Point localization data:
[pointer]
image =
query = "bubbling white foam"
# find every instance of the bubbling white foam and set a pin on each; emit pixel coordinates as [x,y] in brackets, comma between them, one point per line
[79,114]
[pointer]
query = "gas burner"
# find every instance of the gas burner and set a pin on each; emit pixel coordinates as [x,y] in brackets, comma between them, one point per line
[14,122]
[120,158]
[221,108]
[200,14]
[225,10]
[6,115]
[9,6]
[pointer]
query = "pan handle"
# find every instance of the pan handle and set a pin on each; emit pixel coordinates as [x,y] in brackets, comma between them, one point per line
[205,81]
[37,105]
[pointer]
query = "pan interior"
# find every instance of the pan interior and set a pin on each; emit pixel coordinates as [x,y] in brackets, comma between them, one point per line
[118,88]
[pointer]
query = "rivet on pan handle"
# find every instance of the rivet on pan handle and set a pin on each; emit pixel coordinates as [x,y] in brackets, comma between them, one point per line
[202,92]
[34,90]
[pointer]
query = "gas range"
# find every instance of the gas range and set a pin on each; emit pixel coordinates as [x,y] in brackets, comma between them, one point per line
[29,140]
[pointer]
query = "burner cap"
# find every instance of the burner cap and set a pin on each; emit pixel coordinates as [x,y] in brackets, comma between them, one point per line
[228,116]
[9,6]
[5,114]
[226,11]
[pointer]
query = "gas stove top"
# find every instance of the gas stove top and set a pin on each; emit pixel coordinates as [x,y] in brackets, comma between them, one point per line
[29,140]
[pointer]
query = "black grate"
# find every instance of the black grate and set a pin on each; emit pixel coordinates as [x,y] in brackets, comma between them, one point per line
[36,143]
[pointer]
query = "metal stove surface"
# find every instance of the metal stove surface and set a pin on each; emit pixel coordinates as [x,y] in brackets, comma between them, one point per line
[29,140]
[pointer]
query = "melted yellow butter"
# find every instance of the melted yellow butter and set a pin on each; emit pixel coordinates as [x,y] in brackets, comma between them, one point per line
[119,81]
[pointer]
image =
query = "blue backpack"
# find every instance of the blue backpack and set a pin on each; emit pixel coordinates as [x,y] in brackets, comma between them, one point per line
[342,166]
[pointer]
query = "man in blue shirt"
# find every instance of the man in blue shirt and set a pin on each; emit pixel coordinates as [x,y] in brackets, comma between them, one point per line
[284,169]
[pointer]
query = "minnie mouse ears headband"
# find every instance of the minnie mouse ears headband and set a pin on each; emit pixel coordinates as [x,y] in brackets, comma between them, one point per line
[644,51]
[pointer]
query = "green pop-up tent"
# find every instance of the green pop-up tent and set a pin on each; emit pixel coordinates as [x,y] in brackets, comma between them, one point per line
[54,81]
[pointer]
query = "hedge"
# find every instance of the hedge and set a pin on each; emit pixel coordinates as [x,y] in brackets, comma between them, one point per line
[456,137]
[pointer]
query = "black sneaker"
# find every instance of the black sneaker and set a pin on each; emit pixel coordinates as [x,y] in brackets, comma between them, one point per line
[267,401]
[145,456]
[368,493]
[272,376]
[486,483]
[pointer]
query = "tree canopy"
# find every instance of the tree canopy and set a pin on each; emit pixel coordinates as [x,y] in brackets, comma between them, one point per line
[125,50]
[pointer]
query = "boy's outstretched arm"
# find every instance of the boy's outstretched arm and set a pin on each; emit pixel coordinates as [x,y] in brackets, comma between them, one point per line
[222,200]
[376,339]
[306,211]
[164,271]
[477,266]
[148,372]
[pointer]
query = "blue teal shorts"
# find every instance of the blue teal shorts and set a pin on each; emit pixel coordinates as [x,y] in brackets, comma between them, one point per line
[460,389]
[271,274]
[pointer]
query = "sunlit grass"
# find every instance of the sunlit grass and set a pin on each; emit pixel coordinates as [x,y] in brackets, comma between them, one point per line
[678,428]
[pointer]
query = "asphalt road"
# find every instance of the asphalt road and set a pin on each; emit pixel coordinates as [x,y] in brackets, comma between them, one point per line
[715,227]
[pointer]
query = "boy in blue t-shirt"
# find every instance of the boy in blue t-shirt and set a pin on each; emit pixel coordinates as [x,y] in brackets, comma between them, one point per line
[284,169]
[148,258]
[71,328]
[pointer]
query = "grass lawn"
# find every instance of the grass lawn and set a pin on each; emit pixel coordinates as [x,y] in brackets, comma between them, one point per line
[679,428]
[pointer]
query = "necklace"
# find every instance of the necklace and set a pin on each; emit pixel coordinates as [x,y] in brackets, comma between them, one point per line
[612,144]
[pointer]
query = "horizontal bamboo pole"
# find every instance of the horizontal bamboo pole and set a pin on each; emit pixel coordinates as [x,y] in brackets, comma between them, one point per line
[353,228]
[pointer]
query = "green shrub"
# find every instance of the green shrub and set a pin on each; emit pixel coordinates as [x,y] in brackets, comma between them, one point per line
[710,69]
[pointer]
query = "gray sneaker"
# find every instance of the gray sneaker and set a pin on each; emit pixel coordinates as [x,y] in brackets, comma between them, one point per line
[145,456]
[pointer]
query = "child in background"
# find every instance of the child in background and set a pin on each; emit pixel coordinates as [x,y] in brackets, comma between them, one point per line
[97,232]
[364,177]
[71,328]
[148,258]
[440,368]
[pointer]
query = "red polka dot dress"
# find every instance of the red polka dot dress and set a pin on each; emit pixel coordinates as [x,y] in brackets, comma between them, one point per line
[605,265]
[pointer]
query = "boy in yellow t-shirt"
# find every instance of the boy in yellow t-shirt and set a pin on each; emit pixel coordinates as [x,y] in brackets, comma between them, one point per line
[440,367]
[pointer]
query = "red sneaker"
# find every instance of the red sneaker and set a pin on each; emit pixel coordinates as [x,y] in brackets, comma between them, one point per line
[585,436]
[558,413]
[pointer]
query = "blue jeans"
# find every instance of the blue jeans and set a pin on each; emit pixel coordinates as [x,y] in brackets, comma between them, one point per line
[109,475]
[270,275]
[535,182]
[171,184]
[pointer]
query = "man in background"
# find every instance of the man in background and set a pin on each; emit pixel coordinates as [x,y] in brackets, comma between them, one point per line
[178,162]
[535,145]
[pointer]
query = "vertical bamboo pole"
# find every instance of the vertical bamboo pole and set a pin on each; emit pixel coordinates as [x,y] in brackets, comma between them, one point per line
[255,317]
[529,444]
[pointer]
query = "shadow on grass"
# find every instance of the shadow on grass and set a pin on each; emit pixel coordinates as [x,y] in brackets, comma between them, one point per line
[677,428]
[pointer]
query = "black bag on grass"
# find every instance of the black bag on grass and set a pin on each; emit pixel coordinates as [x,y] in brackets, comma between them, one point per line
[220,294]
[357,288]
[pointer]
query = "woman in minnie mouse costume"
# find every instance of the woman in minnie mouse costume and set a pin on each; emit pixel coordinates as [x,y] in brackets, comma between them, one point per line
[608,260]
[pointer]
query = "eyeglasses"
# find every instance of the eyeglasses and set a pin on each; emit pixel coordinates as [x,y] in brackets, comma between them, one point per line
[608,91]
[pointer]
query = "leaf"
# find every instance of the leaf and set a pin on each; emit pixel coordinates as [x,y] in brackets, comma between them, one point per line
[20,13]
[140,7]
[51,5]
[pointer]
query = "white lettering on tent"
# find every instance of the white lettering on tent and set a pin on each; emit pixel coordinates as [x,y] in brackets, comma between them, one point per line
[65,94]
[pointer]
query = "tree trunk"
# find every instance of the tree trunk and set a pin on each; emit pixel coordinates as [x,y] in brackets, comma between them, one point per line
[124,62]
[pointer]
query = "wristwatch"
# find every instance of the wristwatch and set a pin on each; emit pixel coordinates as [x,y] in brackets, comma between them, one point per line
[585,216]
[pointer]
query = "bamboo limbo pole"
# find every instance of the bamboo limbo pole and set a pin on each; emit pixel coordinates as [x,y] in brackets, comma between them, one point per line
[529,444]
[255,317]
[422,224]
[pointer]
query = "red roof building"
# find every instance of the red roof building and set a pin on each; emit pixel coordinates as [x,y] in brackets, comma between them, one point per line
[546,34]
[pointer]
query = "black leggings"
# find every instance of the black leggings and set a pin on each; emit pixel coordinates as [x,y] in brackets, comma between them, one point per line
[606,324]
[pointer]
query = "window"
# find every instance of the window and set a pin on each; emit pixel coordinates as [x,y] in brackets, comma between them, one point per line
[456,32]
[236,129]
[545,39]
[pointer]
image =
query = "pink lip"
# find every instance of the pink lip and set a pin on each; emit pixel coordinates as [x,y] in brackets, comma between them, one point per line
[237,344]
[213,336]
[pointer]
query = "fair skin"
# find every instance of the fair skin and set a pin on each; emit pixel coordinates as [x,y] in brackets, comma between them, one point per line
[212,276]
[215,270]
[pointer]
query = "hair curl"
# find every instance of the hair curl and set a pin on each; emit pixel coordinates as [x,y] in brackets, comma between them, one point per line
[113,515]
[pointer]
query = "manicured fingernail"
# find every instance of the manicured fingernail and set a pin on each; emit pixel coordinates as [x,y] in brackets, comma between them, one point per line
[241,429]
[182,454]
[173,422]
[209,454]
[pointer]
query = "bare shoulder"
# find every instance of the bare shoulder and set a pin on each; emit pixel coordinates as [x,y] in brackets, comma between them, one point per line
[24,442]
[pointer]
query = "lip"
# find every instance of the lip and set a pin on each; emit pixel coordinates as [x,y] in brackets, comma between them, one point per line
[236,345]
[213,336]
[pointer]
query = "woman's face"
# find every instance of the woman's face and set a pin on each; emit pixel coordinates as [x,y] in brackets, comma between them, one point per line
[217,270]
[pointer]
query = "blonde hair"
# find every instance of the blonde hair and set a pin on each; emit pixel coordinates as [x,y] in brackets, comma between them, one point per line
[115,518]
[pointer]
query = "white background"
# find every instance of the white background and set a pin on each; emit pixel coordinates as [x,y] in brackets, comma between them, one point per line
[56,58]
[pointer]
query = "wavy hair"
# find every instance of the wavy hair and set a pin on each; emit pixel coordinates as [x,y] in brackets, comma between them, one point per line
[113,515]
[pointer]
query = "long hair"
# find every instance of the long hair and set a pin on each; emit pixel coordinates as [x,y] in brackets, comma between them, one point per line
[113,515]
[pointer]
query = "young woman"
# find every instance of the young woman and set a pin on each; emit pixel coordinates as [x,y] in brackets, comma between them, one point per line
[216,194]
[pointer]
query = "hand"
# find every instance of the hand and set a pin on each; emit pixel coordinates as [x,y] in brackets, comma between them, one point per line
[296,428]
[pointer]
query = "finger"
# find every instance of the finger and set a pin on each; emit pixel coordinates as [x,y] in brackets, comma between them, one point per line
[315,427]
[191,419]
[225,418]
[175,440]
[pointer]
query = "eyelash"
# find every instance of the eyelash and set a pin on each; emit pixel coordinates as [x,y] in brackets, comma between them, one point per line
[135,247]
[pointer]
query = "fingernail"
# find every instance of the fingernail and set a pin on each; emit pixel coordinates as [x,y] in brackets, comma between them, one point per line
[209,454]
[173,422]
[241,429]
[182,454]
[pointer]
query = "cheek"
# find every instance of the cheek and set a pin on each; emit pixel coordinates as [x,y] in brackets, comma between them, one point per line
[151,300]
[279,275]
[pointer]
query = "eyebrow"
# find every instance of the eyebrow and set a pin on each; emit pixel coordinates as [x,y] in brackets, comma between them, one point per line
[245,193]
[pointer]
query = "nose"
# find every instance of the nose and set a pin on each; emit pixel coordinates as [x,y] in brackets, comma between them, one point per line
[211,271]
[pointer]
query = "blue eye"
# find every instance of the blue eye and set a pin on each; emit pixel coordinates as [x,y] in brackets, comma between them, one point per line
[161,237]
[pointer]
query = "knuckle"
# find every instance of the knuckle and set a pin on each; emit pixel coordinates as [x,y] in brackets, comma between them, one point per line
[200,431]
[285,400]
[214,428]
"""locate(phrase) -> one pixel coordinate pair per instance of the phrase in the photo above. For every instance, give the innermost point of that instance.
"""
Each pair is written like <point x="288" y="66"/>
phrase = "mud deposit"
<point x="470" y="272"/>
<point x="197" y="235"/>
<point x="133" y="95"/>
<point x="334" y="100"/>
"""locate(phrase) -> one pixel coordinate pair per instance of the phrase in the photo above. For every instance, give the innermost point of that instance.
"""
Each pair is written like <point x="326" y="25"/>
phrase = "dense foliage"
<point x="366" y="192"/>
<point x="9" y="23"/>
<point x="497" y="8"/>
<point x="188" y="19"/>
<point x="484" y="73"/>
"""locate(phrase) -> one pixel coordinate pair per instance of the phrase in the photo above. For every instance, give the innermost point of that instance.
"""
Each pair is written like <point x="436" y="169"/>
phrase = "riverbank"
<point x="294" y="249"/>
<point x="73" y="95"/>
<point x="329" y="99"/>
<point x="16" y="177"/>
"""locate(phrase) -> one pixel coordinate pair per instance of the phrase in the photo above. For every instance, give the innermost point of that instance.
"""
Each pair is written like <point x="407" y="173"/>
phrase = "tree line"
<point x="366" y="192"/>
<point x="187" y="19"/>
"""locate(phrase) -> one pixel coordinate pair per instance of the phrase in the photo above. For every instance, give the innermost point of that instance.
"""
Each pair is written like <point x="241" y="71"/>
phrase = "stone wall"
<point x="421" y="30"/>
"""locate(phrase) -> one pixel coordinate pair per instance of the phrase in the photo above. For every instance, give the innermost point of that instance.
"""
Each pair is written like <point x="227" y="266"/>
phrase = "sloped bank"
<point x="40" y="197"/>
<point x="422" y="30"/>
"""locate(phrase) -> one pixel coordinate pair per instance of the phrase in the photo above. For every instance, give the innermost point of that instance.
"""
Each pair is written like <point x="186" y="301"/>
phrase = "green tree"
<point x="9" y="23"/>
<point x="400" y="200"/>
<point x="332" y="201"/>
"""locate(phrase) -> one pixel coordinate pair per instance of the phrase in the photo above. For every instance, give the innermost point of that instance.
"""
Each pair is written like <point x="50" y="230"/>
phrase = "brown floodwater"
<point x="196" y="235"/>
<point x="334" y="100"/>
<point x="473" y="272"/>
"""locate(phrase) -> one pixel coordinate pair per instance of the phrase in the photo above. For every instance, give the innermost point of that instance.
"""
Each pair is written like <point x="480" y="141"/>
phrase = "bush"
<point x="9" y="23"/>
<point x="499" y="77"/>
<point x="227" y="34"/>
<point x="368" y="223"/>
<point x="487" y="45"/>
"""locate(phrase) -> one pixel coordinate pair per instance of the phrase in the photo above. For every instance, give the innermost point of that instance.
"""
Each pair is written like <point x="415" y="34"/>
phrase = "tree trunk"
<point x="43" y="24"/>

**REQUIREMENT:**
Line count for the word "like": tally the lines in the records that include it and give only the result.

**COMPLETED TASK:**
10